## Directions for this task
Transcribe the lines of the records starting with the one that has "the pond bank" in it and ending with the last, and transcribe nothing else.

## Given entries

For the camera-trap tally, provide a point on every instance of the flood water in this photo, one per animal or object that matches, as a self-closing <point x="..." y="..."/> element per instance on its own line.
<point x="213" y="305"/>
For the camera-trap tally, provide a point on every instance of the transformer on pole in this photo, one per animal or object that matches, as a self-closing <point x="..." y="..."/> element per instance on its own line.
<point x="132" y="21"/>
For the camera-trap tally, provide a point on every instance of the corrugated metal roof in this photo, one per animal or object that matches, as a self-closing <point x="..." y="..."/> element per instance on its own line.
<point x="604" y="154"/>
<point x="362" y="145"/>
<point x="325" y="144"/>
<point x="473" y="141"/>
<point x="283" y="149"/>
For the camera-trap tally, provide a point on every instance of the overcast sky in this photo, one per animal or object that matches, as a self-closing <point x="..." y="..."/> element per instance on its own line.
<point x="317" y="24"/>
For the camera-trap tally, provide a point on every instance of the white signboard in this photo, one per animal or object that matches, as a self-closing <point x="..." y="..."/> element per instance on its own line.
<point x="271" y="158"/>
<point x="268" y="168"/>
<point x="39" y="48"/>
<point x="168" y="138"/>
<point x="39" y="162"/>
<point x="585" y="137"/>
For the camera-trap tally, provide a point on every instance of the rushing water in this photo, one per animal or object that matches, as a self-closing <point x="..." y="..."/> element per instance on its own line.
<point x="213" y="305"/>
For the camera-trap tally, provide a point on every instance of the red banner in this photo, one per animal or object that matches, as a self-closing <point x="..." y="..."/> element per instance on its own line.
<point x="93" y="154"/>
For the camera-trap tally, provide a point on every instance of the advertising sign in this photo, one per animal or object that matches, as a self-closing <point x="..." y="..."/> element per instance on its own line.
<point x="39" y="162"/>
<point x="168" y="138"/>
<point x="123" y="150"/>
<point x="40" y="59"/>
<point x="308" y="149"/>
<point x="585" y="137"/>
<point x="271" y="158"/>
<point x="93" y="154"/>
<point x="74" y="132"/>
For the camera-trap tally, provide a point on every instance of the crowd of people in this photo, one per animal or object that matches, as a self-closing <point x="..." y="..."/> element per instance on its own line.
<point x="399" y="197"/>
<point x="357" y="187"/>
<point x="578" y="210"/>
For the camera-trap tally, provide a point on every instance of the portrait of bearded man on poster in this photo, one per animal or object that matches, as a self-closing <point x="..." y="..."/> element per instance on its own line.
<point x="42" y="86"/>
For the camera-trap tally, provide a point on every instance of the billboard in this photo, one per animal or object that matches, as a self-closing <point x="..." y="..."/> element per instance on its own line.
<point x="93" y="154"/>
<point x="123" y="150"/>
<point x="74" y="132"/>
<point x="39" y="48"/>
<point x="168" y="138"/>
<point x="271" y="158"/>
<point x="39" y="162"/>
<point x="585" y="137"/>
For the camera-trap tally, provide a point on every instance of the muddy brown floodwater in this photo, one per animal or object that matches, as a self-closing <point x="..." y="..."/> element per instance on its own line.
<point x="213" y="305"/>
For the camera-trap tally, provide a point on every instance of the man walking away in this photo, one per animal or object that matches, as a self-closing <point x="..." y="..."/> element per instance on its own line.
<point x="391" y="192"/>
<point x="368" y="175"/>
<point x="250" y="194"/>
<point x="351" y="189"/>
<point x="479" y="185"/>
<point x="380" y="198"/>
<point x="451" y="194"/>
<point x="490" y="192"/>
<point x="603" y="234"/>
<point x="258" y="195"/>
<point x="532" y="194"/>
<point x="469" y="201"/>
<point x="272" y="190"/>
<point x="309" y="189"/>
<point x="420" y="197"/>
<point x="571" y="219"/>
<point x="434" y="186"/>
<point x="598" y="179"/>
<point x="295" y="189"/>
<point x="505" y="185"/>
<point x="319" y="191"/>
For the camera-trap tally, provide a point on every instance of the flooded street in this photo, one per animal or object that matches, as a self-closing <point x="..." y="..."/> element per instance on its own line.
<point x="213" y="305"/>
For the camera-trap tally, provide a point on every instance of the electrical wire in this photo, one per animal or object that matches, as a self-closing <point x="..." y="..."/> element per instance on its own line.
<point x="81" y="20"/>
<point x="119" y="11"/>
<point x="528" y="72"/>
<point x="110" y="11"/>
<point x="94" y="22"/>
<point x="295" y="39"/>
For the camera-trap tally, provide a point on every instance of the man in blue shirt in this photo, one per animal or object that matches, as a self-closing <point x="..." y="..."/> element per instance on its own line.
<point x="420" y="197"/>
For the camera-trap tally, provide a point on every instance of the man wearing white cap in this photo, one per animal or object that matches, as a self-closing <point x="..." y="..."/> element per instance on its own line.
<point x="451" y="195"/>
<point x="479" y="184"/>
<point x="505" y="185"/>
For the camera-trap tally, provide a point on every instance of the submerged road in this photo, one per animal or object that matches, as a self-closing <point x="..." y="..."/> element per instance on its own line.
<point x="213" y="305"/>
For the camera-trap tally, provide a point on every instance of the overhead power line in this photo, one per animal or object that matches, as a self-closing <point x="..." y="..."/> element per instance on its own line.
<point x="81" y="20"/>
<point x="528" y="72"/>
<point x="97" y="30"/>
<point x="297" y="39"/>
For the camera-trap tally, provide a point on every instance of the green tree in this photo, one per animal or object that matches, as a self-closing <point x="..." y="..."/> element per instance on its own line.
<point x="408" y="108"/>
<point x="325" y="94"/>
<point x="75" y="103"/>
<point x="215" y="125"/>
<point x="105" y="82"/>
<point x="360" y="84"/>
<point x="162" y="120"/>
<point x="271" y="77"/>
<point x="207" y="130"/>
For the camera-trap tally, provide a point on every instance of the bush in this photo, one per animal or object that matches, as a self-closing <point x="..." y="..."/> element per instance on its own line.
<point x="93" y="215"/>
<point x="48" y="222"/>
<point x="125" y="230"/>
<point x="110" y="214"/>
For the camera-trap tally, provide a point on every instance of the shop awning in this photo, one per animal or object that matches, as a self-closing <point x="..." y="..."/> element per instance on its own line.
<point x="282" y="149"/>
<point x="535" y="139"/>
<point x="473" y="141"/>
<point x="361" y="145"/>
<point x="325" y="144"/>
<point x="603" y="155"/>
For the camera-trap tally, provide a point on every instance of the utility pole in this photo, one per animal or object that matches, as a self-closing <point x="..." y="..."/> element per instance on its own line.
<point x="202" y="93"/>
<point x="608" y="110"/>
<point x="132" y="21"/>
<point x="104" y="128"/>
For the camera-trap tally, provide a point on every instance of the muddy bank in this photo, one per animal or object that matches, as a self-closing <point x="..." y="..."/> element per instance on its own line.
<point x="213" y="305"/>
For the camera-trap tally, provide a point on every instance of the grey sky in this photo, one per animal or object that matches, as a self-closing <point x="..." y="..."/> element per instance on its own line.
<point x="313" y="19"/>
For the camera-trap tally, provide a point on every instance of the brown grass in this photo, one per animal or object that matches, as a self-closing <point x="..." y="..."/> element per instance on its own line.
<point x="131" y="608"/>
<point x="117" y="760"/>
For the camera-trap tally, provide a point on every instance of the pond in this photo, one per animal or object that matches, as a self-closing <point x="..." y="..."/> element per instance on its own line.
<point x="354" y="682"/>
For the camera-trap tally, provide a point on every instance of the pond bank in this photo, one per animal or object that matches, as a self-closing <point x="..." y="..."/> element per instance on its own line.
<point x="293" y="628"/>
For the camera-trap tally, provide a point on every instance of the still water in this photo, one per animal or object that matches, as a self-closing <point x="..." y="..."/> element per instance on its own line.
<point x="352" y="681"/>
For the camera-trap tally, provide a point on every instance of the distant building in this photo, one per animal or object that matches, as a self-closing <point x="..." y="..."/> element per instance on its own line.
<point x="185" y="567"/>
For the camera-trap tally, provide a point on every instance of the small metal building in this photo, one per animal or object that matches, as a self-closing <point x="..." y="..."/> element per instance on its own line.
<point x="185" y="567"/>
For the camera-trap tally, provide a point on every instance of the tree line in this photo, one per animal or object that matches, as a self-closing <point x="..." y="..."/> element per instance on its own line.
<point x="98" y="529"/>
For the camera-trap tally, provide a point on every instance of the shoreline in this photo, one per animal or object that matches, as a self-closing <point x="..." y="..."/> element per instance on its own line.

## Task output
For the camera-trap tally, provide a point on every instance of the pond bank in this photo, one per animal or object that matches, as a self-closing <point x="..." y="..."/> element per instance on its own line.
<point x="293" y="628"/>
For the camera-trap tally, provide a point on every instance of the still water in this photo, one per animal or object that matches, as a self-closing <point x="..." y="..."/> element per instance on its own line.
<point x="352" y="681"/>
For the camera-trap tally, provide a point on every instance of the distant building in this photo, one per animal or object that matches, as a self-closing <point x="..." y="..."/> element per instance on its own line.
<point x="185" y="567"/>
For the camera-trap tally, provide a point on every instance of the small metal building in this photo, one per animal or object that matches, as a self-closing <point x="..." y="..."/> element per instance on its own line.
<point x="185" y="567"/>
For the camera-trap tally, provide a point on every instance of the tree line in this photo, one per animal or object that matches, as a self-closing <point x="..." y="..."/> element per instance on its own line.
<point x="98" y="529"/>
For the camera-trap tally, provide a point on every instance of the shoreline in this photo, one per animal or object that matches, as a self-closing <point x="..." y="..."/> element per instance on its own line.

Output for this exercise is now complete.